* [DIRECTIONS FOR THIS TASK]: For each line in the records that contains "bare", make a copy.

[Extracted data entries]
Segment Open

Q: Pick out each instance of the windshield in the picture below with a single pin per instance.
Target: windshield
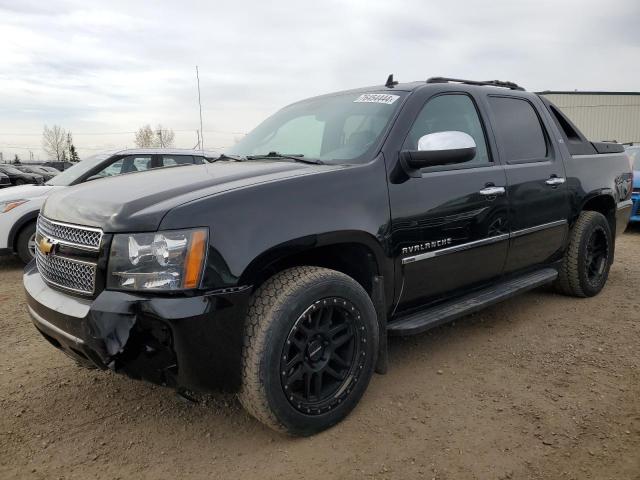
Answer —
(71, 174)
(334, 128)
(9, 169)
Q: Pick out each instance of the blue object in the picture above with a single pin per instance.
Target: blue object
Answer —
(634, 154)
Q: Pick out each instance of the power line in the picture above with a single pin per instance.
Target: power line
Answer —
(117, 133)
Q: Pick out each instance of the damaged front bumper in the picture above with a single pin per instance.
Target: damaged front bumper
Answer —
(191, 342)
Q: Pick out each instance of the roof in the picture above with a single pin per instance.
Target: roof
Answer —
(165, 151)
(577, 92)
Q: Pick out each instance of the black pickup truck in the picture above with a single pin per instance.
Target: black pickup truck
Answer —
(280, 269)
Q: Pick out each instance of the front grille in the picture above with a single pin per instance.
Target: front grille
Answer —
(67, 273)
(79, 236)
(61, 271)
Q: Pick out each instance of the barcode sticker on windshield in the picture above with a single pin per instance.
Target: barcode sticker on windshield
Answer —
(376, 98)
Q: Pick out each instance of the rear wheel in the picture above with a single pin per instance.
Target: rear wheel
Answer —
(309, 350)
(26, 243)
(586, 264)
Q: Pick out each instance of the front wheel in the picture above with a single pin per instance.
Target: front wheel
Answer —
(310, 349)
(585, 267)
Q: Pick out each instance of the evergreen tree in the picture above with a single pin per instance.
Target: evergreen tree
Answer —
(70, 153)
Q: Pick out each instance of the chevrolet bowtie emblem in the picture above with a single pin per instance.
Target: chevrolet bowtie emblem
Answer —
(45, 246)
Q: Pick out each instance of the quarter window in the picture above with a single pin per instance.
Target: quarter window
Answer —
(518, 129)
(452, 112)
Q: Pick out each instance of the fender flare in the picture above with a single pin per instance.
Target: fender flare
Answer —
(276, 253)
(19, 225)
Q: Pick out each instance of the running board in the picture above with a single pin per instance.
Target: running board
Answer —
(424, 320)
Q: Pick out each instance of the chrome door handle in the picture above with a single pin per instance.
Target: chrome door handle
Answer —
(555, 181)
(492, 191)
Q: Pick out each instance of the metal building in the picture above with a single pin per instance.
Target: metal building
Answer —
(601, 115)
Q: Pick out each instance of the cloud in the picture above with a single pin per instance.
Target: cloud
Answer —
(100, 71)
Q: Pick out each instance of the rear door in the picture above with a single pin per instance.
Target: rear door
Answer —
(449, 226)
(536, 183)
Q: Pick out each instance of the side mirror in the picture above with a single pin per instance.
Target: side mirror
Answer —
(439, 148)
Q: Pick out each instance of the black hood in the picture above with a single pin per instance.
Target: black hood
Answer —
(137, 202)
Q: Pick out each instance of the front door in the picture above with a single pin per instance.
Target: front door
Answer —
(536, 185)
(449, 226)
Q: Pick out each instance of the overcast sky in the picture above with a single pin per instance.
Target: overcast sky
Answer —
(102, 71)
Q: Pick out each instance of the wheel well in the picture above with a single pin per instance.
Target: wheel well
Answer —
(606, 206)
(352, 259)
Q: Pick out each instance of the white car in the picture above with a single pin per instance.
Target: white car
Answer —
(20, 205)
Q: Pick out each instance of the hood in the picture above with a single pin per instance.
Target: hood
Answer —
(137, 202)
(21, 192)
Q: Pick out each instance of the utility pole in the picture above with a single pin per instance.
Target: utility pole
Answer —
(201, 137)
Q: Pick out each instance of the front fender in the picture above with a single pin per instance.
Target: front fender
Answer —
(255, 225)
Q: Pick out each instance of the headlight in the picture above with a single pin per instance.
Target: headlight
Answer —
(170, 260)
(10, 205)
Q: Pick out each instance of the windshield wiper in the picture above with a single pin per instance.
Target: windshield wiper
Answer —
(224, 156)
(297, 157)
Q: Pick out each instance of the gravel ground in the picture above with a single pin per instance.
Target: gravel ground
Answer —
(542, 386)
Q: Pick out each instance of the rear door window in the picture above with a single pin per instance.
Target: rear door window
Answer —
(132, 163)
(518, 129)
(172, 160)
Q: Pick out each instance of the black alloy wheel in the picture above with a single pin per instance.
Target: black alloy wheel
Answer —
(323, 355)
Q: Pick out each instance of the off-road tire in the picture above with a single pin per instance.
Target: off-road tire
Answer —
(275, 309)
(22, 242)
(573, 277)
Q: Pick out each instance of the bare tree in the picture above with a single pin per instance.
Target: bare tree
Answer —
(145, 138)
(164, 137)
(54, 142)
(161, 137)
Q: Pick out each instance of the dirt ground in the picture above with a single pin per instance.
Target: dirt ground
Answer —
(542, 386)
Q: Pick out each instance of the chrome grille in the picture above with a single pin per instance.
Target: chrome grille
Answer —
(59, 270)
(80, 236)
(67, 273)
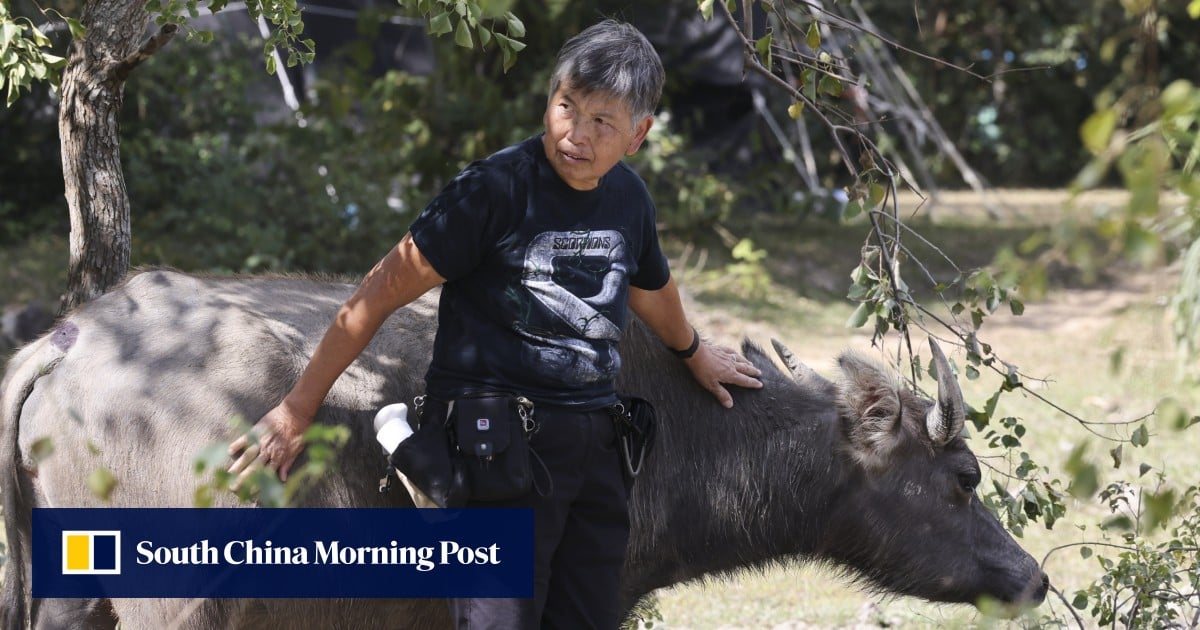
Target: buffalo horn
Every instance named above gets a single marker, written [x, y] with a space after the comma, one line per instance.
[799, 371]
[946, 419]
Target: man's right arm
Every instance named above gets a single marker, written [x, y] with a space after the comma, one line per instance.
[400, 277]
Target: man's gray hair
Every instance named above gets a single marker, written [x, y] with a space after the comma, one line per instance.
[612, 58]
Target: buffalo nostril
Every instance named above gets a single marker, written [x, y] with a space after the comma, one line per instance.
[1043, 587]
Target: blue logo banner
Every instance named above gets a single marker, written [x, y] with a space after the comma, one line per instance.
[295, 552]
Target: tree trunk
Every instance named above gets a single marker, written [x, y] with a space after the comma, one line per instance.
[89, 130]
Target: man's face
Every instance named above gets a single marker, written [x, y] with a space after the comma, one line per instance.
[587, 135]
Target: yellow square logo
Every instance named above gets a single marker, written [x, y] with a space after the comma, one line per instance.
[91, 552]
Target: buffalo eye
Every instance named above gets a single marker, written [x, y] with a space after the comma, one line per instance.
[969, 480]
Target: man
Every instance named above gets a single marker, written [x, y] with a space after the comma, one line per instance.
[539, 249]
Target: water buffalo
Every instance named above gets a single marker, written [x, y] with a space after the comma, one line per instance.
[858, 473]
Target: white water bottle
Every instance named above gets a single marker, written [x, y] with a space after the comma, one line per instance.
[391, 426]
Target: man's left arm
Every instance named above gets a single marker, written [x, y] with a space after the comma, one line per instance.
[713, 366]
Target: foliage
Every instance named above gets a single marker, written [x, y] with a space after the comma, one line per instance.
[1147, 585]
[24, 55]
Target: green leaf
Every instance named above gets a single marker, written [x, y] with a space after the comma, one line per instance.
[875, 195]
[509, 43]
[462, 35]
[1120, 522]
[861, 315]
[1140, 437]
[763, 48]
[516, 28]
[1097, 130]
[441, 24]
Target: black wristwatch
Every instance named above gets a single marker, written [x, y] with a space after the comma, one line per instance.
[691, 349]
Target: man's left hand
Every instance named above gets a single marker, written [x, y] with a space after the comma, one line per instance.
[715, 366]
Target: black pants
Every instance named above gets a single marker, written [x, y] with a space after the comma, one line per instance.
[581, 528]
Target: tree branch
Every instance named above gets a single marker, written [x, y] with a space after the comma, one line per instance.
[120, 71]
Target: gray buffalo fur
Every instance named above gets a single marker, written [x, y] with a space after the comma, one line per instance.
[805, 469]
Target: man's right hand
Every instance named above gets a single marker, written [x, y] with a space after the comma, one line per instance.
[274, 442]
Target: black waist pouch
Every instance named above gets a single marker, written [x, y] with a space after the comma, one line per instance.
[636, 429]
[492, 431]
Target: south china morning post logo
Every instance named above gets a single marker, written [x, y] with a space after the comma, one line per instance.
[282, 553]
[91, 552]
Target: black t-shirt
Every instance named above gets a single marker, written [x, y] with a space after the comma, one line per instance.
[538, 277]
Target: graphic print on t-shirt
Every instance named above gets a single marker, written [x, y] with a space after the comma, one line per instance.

Segment Closed

* [ANSWER TO THIS TASK]:
Q: Pick out each instance of the bare tree in the picture above with a single pin per instance.
Target: bare tree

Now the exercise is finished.